[[ Dataset content open ]]

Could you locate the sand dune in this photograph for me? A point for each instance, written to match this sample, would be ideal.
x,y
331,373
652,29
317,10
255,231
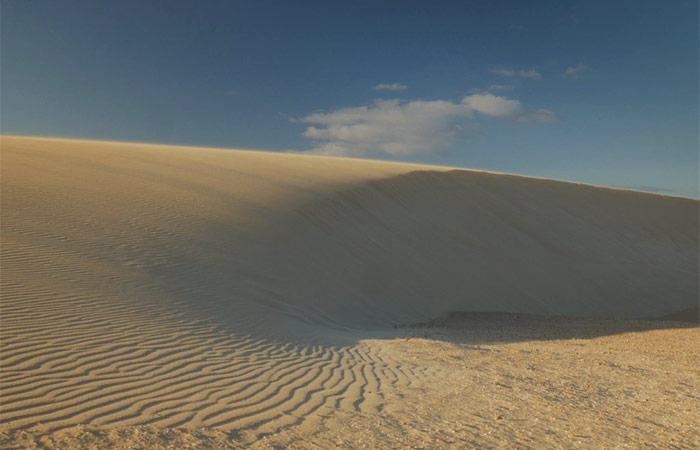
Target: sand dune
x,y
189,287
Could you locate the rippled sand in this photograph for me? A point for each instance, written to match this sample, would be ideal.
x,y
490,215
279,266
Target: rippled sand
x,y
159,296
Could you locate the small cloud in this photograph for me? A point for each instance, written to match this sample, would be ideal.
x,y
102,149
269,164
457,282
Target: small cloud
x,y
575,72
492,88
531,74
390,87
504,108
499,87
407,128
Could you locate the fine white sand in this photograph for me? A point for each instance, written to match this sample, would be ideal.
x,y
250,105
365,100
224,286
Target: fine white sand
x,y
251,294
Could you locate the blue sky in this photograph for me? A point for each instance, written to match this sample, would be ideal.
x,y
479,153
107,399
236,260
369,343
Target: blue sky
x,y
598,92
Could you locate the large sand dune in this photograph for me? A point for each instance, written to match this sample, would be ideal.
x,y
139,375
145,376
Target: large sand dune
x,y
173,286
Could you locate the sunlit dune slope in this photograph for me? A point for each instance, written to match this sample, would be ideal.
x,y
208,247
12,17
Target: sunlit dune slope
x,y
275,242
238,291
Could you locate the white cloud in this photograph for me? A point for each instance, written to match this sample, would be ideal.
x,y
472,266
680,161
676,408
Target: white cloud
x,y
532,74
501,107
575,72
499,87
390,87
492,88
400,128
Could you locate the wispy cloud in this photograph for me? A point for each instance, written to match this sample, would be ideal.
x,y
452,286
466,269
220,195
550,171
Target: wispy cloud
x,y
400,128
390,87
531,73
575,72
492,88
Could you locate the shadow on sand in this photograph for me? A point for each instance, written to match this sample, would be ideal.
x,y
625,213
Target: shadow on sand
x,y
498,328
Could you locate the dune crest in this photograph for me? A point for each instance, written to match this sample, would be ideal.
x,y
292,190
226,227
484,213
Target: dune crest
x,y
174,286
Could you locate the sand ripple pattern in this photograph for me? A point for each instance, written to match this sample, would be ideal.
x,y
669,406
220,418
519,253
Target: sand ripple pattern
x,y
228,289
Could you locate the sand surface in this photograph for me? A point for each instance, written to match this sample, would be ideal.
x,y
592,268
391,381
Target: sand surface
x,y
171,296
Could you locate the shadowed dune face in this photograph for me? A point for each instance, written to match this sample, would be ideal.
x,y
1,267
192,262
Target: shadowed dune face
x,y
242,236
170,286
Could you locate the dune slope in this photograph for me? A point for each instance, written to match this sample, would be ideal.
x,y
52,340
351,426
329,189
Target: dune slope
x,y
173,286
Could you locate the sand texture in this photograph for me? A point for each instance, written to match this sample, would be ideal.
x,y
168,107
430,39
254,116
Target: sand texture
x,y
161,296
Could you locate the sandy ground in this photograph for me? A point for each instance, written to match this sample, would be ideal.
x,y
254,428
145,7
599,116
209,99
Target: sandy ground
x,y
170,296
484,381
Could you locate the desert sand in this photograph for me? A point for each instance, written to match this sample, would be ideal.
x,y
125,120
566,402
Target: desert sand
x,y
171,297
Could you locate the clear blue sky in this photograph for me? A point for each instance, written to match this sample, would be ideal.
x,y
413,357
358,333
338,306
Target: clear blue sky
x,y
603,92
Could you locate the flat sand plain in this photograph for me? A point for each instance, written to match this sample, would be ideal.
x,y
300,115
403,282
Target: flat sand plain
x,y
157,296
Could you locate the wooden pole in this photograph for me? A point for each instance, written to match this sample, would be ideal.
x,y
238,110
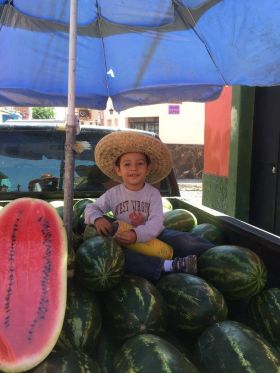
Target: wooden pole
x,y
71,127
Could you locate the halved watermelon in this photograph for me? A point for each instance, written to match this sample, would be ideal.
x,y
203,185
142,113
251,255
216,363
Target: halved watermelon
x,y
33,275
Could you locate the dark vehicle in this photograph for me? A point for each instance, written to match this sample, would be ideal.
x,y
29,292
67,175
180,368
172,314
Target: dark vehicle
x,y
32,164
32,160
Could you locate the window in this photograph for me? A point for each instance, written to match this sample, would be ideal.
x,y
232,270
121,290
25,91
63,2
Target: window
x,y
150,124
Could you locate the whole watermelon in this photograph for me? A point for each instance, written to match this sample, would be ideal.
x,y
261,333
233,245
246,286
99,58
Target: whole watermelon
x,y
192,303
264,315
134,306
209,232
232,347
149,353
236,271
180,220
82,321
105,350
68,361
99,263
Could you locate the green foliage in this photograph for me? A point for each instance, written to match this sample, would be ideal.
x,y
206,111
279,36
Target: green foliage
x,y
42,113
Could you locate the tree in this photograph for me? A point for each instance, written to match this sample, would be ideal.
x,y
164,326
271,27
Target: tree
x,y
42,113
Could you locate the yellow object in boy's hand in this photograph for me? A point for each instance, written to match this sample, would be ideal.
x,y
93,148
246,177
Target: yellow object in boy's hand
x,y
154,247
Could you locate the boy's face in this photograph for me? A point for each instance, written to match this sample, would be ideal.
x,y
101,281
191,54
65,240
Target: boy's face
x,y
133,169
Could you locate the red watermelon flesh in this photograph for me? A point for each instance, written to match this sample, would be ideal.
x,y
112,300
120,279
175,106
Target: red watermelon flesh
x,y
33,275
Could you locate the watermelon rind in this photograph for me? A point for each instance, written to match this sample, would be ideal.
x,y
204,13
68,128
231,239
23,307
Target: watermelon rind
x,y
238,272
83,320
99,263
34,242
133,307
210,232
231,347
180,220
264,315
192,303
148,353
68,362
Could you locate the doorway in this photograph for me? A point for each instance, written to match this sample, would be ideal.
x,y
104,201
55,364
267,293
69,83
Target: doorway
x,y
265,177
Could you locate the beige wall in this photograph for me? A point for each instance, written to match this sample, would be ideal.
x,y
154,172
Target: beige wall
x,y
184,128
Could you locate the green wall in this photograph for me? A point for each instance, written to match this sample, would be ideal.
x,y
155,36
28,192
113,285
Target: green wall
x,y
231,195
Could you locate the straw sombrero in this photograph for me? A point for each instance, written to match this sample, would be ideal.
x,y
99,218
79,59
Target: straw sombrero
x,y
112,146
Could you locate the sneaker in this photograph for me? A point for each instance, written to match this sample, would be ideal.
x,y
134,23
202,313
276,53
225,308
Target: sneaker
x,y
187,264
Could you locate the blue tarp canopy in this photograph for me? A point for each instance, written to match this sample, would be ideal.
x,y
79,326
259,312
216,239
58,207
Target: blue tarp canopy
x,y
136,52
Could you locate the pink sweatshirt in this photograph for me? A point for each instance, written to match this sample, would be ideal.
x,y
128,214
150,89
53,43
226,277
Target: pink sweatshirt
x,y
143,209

[[ Dataset content closed ]]

• **Exercise requirements**: With the pictures left out, return each entry exactly as written.

• **Output for this task**:
Could you locate the sand dune in this photograph for me? A point for each instance, written to match this sample, would be ideal.
x,y
331,373
652,29
317,10
255,231
Target: sand dune
x,y
189,287
Could you locate the rippled sand in this photograph for me? A point for each instance, written to match this sample, would be ideal.
x,y
490,215
279,266
Target: rippled sand
x,y
159,296
Could you locate the small cloud in this photograph for me? A point for each instance, written to match this sample, would be ideal.
x,y
102,149
269,164
457,282
Target: small cloud
x,y
575,72
492,88
531,74
390,87
504,108
499,87
407,128
Could you locate the fine white sand in this photograph for me? A point for each instance, written to match this sample, would be ideal.
x,y
250,105
365,100
224,286
Target: fine white sand
x,y
251,294
Could you locate the blue sky in this photograph for me? A point for each instance, written to match this sample, would be ideal.
x,y
479,153
107,399
236,260
369,343
Target: blue sky
x,y
598,92
Could you locate the large sand dune in this photograph for me? A point for each instance, written to match this sample, would be ideal.
x,y
139,375
145,376
Target: large sand dune
x,y
173,286
Could you locate the sunlit dune slope in this photograph for me? A point for each instance, written to match this sample, would be ideal.
x,y
208,247
12,17
Target: sunlit dune slope
x,y
275,242
238,291
Could you locate the white cloud in this photograph for me? A point for each instance, written to match this sample, would be ideal.
x,y
472,266
680,161
676,408
Target: white cloud
x,y
532,74
501,107
575,72
499,87
390,87
492,88
400,128
Could you locate the wispy cloud in this photograph for me? A point for each instance, written to match this sample, would be ideal.
x,y
452,286
466,269
220,195
550,171
Target: wispy cloud
x,y
400,128
390,87
531,73
575,72
492,88
Could you locate the shadow on sand in this photograph for me? A point for each instance, written to match this sample, would be ideal.
x,y
625,213
Target: shadow on sand
x,y
498,328
Could you locate the dune crest in this photograph for me? A point for each instance, written to match this sample, would be ideal.
x,y
292,190
226,227
484,213
Target: dune crest
x,y
174,286
Could you locate the sand ripple pattern in this photograph for me? A point for each instance, written to match this sample, would be ideal.
x,y
669,406
220,418
519,253
Target: sand ripple pattern
x,y
228,289
Could you locate the sand surface in this photograph for me? A point for each instance, written to match this sample, would be ideal.
x,y
592,268
391,381
Target: sand surface
x,y
171,296
Could you locate the shadowed dune face in this photograph for me? A point for each instance, written to match this sample, would be ideal.
x,y
1,267
192,262
Target: shadowed dune face
x,y
242,236
170,286
Could you locate the dune slope in this photograph for me? A point for each instance, written to match this sample, would be ideal.
x,y
52,340
351,426
329,189
Target: dune slope
x,y
173,286
Could you locate the sand texture in this photograph for me? A point for each instance, written to match this sample, would be ideal.
x,y
168,107
430,39
254,116
Target: sand texture
x,y
161,296
Could you locate the sandy ground in this photograph for me? A point for each instance, written to match this sample, would be ideal.
x,y
254,428
145,7
599,116
209,99
Target: sandy ground
x,y
170,296
484,381
Could you locate the desert sand in this photograph for me? A point for each instance, written to match this sample, would be ideal.
x,y
125,120
566,402
Target: desert sand
x,y
171,297
Could you locate the clear blue sky in this photograph for me? A point for each instance, written to match this sample, would be ideal.
x,y
413,357
358,333
338,306
Target: clear blue sky
x,y
603,92
Could you locate the flat sand plain in this photograph for me? A point for each instance, written to match this sample, would be ideal.
x,y
300,115
403,282
Target: flat sand plain
x,y
157,296
Could you locate the wooden pole in this photograph for me? A point for each instance, written to match this sample, would be ideal.
x,y
238,110
Target: wooden pole
x,y
71,127
Could you locate the halved watermelon in this photograph for me? A point for each instance, written to match this sample, would be ideal.
x,y
203,185
142,113
251,255
216,363
Target: halved watermelon
x,y
33,275
Could you locate the dark vehicle in this photograph for me? A point for each instance, written to match this sample, would be ideal.
x,y
29,292
67,175
180,368
172,314
Target: dark vehicle
x,y
32,164
32,160
Could you locate the window in this photograph for me? A point for each instance, written to match this sample, would be ideal.
x,y
232,270
121,290
25,91
63,2
Target: window
x,y
150,124
Could you locate the whole watermelon in this photograph for me? A point for each instance, written to match this sample, would be ideal.
x,y
261,333
233,245
246,286
99,58
Target: whole watermelon
x,y
192,303
264,315
134,306
209,232
232,347
149,353
236,271
180,220
82,321
105,350
68,361
99,263
Could you locate the green foliage in this photograph for me? A point for each instance, written to match this sample, would be ideal.
x,y
206,111
279,36
Target: green foliage
x,y
42,113
Could you locate the tree in this photograph for me? A point for each instance, written to match this sample, would be ideal.
x,y
164,326
271,27
Target: tree
x,y
42,113
Could you locate the yellow object in boy's hand in this photograph for me? A point for each instance, written to match this sample, would be ideal.
x,y
93,148
246,177
Target: yellow object in boy's hand
x,y
154,247
Could you locate the boy's face in this photograph for me? A point for each instance, written to match this sample, would be ideal.
x,y
101,281
191,54
65,240
Target: boy's face
x,y
133,169
Could you locate the red watermelon flesh in this photograph for me? A point for each instance, written to match this sample, would be ideal.
x,y
112,300
120,279
175,106
Target: red watermelon flesh
x,y
33,275
Could you locate the watermelon rind in this photograph for me? A point for each instance, written to match this sample, would be ideal.
x,y
204,13
68,128
231,239
23,307
Target: watermelon rind
x,y
238,272
83,320
99,263
34,242
133,307
210,232
231,347
180,220
264,315
192,303
148,353
68,362
Could you locate the doorway in this photograph for me? A point for each instance, written to match this sample, would be ideal.
x,y
104,201
55,364
267,293
69,83
Target: doorway
x,y
265,177
Could you locate the beige wall in this photograph for me? A point for each instance, written to match this sample, would be ideal.
x,y
154,172
Target: beige wall
x,y
184,128
Could you locate the green wall in this photograph for me? A point for each instance, written to match this sample, would be ideal.
x,y
155,36
28,192
113,285
Target: green wall
x,y
231,195
Could you locate the straw sombrero in this photograph for me? A point for each instance, written to match this sample, would be ideal.
x,y
99,218
79,59
Target: straw sombrero
x,y
112,146
Could you locate the sneaker in this photograph for me? A point for each instance, written to match this sample, would be ideal.
x,y
134,23
202,313
276,53
225,308
Target: sneaker
x,y
187,264
Could you locate the blue tarp canopy in this photograph for me? A point for each instance, written to match this sample, would be ideal.
x,y
79,326
259,312
216,239
58,207
Target: blue tarp canopy
x,y
136,52
Could you locate the pink sweatshirt in this photograph for me? A point for each instance, written to match this sample, would be ideal.
x,y
128,214
150,89
53,43
226,277
Target: pink sweatshirt
x,y
143,209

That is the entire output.